━━━━━ Bereitgestelltes Material

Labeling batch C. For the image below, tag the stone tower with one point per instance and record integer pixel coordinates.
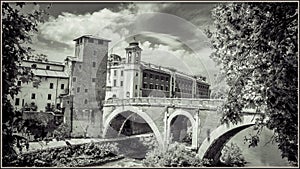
(132, 70)
(87, 85)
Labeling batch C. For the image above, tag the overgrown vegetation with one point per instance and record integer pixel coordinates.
(16, 35)
(232, 156)
(72, 156)
(177, 155)
(256, 45)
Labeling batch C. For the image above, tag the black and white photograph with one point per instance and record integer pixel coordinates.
(139, 84)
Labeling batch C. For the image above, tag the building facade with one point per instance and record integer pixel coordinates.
(130, 77)
(87, 70)
(50, 81)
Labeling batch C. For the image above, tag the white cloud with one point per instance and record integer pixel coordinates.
(158, 48)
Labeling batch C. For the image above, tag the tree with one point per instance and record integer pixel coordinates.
(16, 31)
(256, 45)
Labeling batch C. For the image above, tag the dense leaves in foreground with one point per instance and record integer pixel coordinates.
(257, 46)
(177, 155)
(17, 28)
(71, 156)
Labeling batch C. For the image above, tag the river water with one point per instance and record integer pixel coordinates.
(264, 155)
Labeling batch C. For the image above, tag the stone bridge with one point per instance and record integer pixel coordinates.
(173, 119)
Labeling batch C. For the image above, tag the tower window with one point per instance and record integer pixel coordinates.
(33, 66)
(62, 86)
(33, 96)
(91, 40)
(17, 103)
(51, 85)
(145, 86)
(49, 96)
(145, 75)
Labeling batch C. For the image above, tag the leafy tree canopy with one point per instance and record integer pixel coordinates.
(256, 45)
(17, 28)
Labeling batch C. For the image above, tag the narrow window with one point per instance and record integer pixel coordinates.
(145, 75)
(62, 86)
(33, 96)
(51, 85)
(91, 40)
(161, 87)
(17, 103)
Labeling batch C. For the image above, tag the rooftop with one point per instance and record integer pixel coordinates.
(49, 73)
(92, 36)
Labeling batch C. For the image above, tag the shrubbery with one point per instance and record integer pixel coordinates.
(232, 156)
(175, 156)
(71, 156)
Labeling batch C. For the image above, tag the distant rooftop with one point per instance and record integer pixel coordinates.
(92, 36)
(49, 73)
(44, 62)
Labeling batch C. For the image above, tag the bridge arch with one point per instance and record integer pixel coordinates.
(137, 111)
(211, 147)
(191, 119)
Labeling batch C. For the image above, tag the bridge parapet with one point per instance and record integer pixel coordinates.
(175, 102)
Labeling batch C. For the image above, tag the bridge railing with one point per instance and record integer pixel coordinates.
(155, 101)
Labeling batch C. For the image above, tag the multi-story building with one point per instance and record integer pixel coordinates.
(130, 77)
(50, 81)
(87, 70)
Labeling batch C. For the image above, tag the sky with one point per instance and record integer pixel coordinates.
(170, 34)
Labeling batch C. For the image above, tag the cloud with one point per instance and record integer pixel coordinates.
(166, 39)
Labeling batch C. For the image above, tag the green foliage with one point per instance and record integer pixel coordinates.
(256, 44)
(16, 34)
(175, 156)
(232, 156)
(71, 156)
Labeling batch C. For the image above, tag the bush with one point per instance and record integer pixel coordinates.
(232, 156)
(175, 156)
(62, 132)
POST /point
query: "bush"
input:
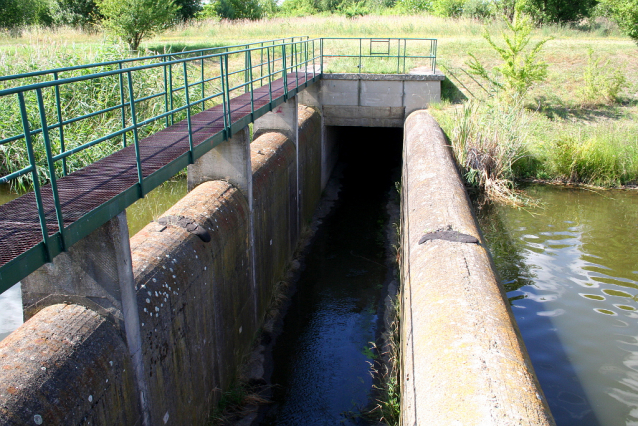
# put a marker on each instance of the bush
(298, 8)
(133, 20)
(559, 11)
(16, 13)
(237, 9)
(625, 13)
(601, 86)
(519, 70)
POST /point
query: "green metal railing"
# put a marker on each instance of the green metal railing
(57, 119)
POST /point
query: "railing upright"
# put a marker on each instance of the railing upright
(51, 164)
(191, 159)
(136, 139)
(34, 176)
(61, 129)
(123, 109)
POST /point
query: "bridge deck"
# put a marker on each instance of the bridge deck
(91, 188)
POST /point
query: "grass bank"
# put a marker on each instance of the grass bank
(565, 133)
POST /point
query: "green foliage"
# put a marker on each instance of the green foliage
(16, 13)
(559, 11)
(601, 84)
(448, 8)
(298, 8)
(519, 70)
(413, 6)
(600, 157)
(625, 13)
(236, 9)
(187, 9)
(133, 20)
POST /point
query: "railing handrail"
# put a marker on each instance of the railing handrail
(141, 58)
(299, 56)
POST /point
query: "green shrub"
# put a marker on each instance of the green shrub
(520, 69)
(601, 84)
(133, 20)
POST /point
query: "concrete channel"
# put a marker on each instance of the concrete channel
(156, 342)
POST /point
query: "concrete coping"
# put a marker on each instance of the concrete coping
(416, 76)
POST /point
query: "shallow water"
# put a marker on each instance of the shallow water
(322, 371)
(571, 273)
(138, 215)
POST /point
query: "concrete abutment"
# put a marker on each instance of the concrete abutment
(198, 280)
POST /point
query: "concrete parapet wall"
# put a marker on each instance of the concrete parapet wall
(274, 209)
(200, 302)
(67, 365)
(463, 360)
(195, 301)
(309, 124)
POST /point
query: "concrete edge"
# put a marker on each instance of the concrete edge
(437, 76)
(463, 359)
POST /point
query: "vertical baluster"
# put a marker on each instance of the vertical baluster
(225, 107)
(166, 107)
(138, 159)
(123, 104)
(203, 78)
(51, 164)
(60, 128)
(34, 176)
(188, 116)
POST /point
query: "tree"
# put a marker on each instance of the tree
(559, 11)
(237, 9)
(625, 13)
(133, 20)
(187, 9)
(520, 69)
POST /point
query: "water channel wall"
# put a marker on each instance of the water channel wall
(203, 275)
(463, 359)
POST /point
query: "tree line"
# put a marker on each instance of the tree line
(135, 19)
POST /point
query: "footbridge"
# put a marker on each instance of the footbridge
(151, 330)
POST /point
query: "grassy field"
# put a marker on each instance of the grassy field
(568, 132)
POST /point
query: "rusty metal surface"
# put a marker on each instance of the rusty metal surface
(85, 190)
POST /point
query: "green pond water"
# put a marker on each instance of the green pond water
(570, 270)
(138, 215)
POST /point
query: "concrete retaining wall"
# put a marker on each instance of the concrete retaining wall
(199, 307)
(463, 360)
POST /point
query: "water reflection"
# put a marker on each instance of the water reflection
(578, 310)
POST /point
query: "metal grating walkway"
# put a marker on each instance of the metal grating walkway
(104, 188)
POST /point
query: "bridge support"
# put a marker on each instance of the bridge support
(230, 161)
(283, 119)
(95, 273)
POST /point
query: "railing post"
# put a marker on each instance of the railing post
(225, 107)
(203, 89)
(138, 160)
(61, 128)
(285, 69)
(122, 98)
(51, 164)
(166, 107)
(188, 115)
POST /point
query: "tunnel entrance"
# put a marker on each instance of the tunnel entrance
(322, 359)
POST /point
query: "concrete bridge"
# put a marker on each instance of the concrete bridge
(151, 330)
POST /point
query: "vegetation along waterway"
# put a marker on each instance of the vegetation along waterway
(570, 269)
(323, 357)
(138, 215)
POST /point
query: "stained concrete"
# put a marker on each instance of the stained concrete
(67, 366)
(463, 359)
(196, 304)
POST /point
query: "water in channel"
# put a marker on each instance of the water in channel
(322, 358)
(570, 270)
(138, 215)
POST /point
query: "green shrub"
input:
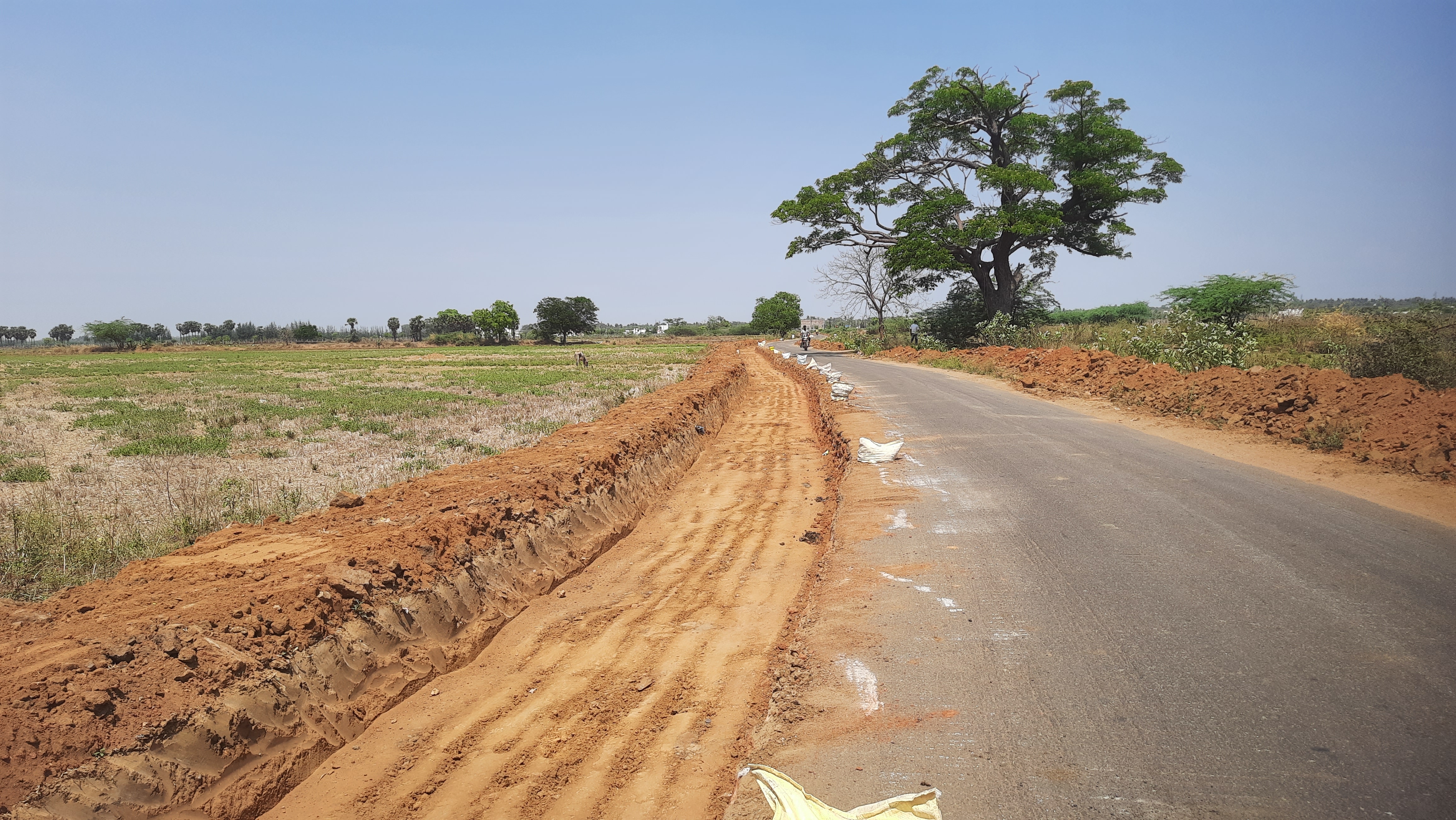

━━━━━━━━━━

Kurze Übung — Suchen Sie aus dem obigen Material jede Zeile heraus, in der die Zeichenfolge "handrail" vorkommt. Dabei ist die Groß- und Kleinschreibung zu beachten.

Ergebnis dieser Übung —
query: "railing handrail"
# put a marker on each instance of the railing handrail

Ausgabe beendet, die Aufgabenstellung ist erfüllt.